Copy everything from the line containing "Could you please locate the side" down to the line containing "xmin=180 ymin=225 xmax=198 ymax=255", swapping "side mirror" for "rearview mirror" and leaving all else unchanged. Leave the picture out of your answer.

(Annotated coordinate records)
---

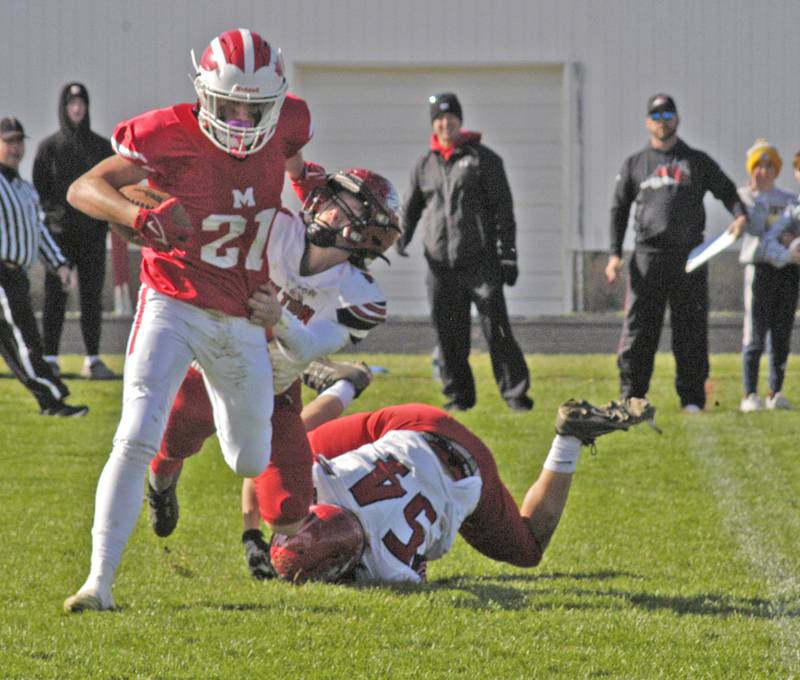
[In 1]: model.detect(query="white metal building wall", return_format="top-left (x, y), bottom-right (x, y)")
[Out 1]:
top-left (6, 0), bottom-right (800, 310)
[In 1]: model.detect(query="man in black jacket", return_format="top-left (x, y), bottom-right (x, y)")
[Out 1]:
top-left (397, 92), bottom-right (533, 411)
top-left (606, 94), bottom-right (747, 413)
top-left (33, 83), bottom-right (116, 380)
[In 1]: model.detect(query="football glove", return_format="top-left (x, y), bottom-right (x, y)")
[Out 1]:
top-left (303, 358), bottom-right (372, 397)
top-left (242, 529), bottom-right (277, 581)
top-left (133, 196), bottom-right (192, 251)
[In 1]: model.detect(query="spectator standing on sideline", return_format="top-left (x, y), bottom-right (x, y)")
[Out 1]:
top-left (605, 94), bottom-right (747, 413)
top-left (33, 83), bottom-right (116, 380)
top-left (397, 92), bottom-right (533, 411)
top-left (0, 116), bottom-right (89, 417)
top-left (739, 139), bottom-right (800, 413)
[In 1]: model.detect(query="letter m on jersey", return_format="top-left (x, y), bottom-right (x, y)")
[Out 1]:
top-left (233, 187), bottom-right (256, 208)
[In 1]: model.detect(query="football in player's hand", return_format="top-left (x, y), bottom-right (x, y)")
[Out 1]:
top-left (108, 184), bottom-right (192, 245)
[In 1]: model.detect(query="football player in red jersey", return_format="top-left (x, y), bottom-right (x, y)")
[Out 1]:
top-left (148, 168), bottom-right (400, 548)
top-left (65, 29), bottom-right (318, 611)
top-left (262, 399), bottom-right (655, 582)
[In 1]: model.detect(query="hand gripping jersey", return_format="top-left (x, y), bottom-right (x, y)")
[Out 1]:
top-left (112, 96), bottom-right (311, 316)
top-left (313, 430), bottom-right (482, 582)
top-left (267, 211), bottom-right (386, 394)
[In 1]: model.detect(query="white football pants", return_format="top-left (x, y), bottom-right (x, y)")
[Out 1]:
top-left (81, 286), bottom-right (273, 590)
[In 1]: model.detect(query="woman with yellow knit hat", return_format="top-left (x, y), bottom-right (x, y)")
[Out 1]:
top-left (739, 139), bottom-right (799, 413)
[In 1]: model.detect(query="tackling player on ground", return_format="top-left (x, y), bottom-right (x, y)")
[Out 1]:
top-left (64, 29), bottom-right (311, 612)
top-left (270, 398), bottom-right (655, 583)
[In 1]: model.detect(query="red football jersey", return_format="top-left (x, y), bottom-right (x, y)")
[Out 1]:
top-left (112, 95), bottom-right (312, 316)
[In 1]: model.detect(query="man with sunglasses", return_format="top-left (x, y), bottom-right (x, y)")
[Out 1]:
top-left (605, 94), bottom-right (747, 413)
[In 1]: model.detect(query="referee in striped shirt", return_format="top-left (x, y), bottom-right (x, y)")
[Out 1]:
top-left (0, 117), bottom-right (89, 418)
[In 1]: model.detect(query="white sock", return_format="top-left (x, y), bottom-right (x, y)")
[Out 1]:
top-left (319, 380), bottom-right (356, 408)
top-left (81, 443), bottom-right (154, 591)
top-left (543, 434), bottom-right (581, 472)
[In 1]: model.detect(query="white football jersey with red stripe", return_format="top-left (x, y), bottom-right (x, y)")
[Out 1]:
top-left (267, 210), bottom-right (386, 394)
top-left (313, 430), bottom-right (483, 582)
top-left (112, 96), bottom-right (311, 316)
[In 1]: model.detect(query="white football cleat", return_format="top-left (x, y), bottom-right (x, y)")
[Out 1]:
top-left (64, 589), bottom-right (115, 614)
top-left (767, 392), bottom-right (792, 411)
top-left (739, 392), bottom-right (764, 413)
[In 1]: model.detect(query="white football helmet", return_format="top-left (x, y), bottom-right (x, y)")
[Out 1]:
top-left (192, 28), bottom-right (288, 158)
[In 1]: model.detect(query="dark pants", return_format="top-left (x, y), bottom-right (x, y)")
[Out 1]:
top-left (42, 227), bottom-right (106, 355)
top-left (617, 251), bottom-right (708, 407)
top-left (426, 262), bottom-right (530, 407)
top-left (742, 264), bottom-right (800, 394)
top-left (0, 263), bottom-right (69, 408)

---

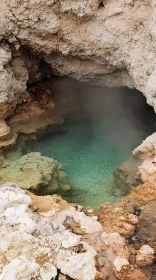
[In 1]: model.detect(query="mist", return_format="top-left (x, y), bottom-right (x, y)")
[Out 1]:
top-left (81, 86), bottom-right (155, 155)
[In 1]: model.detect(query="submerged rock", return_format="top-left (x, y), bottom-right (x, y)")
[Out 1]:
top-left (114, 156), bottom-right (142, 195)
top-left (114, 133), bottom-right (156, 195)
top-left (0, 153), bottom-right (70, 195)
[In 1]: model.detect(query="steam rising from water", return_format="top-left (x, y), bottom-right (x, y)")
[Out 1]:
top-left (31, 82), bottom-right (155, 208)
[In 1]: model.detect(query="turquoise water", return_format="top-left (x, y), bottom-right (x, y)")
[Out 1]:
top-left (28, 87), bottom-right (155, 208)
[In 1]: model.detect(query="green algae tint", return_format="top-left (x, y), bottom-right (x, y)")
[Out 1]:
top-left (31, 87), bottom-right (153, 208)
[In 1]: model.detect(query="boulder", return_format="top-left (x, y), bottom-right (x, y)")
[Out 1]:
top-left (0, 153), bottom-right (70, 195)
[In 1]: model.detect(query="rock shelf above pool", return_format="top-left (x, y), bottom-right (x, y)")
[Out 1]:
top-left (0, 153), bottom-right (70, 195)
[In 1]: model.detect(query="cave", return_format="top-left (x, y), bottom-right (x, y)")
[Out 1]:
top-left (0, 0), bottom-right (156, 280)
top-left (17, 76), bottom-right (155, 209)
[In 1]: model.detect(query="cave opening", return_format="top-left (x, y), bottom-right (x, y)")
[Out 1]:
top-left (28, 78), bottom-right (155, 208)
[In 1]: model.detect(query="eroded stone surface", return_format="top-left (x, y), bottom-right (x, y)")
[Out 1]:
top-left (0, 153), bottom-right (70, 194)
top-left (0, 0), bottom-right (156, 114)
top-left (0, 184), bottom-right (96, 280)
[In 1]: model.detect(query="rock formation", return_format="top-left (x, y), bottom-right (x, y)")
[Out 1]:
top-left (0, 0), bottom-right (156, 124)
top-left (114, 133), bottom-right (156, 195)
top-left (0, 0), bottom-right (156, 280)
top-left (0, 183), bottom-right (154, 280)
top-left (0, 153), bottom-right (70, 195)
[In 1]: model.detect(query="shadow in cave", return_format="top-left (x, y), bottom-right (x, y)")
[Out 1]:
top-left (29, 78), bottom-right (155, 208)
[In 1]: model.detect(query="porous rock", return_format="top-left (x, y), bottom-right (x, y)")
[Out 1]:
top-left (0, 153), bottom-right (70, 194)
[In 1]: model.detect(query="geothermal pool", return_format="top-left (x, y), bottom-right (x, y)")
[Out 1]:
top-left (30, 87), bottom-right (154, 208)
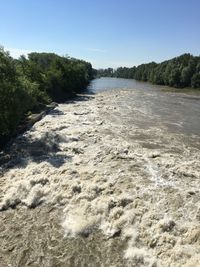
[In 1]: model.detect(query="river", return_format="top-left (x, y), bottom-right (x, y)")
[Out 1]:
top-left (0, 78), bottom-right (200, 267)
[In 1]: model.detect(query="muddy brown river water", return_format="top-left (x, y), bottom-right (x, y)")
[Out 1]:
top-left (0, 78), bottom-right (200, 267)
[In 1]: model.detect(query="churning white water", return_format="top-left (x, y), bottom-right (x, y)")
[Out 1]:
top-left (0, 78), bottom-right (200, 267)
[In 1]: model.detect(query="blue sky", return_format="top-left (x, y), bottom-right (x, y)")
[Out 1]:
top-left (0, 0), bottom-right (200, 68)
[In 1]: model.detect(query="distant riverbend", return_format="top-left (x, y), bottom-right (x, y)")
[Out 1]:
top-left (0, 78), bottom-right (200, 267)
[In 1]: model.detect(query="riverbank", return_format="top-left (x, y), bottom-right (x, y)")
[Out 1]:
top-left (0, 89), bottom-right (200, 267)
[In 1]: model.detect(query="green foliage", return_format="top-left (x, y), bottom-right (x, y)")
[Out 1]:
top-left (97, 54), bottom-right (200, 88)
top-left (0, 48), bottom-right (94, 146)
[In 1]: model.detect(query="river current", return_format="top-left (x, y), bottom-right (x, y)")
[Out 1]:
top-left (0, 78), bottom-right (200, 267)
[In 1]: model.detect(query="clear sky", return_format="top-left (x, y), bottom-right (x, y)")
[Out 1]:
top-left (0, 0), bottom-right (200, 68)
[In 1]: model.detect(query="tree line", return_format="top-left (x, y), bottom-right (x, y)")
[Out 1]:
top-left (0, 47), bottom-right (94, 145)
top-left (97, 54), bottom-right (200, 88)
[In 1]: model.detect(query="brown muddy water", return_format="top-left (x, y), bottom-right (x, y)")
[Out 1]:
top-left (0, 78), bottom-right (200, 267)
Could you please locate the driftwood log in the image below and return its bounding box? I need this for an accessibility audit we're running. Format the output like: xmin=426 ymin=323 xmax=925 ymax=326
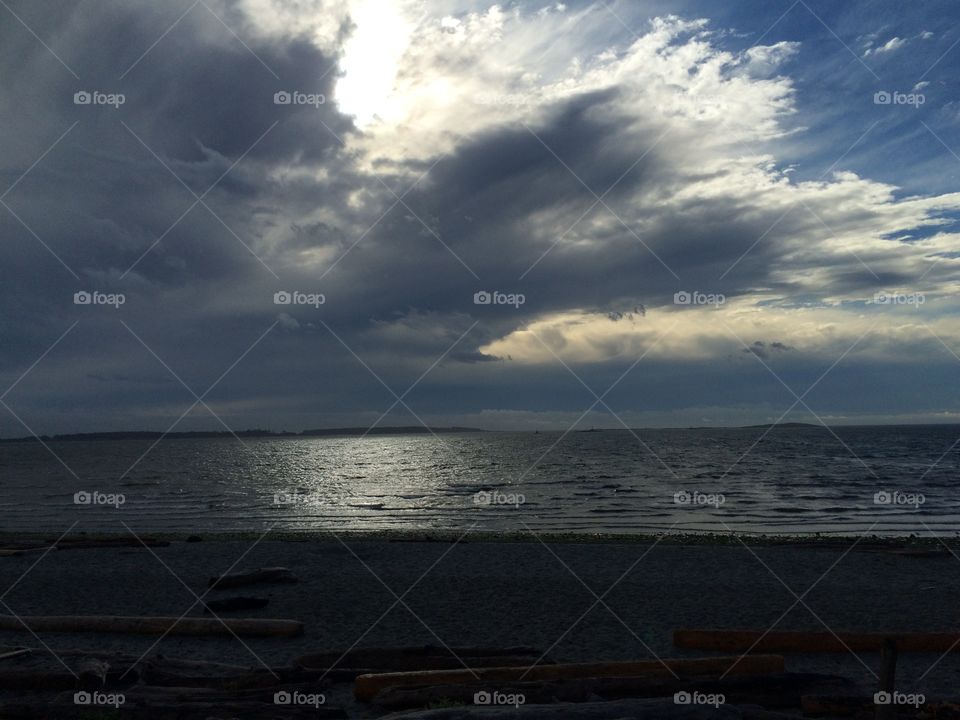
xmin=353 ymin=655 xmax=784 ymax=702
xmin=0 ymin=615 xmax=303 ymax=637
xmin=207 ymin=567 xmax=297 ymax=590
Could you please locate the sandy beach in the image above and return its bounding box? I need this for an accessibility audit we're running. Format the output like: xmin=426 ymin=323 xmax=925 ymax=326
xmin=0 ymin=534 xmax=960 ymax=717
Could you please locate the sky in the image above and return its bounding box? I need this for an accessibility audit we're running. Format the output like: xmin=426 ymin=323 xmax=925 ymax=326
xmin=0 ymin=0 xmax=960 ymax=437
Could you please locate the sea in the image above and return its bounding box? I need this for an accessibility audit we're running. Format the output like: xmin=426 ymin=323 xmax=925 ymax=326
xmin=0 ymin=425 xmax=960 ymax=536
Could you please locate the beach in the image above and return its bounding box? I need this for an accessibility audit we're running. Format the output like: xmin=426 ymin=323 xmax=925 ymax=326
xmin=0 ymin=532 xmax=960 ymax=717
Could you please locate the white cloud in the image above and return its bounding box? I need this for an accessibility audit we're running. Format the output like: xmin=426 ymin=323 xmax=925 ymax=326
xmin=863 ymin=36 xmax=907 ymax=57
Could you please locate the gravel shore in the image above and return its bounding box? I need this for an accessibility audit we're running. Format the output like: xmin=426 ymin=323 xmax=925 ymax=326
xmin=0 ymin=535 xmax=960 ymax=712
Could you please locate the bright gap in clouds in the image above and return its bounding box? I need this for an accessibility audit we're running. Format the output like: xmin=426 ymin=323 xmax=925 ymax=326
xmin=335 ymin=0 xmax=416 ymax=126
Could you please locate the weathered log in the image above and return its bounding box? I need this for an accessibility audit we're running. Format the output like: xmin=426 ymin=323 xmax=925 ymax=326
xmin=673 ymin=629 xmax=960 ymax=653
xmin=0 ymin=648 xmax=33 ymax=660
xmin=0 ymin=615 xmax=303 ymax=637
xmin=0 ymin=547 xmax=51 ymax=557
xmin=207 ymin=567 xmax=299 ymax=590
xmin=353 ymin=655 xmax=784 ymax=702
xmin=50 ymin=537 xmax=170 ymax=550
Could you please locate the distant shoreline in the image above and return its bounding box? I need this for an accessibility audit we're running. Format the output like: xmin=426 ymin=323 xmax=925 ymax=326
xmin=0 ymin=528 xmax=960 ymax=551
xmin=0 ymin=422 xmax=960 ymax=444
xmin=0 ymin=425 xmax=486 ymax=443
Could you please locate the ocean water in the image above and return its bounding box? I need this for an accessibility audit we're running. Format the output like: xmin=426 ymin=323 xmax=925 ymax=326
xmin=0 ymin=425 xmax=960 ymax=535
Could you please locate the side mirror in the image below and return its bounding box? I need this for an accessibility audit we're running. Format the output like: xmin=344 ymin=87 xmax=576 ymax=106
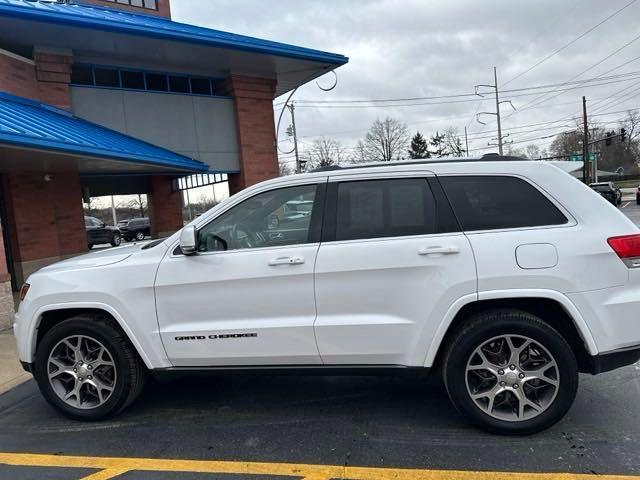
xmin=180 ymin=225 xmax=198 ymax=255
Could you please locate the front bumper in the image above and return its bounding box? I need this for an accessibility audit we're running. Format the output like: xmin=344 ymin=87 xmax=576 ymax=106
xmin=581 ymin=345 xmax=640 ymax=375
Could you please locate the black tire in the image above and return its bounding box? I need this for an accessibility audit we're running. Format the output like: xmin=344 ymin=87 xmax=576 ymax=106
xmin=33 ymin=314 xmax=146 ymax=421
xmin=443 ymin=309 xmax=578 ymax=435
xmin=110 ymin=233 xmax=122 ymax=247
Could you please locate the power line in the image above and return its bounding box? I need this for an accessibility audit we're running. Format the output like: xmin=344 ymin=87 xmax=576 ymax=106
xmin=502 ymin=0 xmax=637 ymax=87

---

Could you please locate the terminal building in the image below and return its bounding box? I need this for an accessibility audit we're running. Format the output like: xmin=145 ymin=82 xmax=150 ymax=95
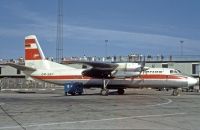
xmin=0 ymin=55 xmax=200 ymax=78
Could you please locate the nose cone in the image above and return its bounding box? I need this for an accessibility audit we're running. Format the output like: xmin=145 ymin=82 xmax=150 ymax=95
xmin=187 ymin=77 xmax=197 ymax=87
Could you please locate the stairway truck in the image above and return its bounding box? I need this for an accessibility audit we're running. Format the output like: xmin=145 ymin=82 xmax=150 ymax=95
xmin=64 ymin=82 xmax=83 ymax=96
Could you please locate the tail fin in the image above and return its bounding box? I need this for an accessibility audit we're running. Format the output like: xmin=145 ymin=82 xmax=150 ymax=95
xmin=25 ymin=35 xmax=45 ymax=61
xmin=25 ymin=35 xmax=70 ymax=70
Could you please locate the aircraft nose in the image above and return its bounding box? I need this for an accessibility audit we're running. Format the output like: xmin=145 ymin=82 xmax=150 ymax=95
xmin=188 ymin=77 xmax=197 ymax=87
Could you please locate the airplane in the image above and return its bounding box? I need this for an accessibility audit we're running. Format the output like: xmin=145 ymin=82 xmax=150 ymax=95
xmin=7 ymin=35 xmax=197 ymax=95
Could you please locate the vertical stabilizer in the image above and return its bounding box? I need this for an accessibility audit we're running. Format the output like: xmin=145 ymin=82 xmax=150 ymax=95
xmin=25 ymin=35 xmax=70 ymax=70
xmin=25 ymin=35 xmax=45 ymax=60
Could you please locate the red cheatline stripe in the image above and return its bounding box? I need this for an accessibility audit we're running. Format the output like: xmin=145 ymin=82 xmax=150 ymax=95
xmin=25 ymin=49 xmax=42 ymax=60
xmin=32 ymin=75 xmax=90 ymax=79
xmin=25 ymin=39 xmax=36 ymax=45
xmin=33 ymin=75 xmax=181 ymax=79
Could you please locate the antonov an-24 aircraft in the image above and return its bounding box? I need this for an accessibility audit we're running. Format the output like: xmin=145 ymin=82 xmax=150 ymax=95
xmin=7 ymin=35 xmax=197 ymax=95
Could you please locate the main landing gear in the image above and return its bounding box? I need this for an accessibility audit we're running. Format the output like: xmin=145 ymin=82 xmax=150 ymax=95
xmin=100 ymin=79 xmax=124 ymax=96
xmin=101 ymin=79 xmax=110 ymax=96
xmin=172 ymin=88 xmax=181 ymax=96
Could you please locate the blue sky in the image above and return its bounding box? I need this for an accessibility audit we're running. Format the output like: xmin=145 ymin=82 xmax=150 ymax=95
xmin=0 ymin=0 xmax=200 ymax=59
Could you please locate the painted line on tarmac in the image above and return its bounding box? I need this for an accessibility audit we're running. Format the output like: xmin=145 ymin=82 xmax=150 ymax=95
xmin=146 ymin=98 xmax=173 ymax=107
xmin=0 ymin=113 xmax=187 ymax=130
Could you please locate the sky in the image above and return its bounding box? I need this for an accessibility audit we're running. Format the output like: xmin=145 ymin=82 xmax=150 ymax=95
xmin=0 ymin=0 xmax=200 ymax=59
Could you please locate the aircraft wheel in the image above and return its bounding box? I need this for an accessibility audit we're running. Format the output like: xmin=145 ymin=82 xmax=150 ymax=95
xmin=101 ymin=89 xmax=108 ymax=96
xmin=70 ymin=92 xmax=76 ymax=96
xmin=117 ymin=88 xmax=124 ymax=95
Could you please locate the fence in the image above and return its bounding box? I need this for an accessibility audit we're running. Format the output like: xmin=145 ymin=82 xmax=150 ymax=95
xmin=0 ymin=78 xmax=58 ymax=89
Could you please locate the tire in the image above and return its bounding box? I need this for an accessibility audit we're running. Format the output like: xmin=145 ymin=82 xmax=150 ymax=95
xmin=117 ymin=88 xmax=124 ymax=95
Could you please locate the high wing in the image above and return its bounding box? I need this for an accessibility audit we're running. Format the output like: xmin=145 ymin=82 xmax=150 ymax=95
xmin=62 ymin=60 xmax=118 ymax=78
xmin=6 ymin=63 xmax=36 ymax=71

---

_THE REPLY_
Could you please locate the rearview mirror in the image below and return its bounding box? I need this for an accessibility audit we're running. Format the output like: xmin=344 ymin=87 xmax=576 ymax=106
xmin=180 ymin=225 xmax=198 ymax=255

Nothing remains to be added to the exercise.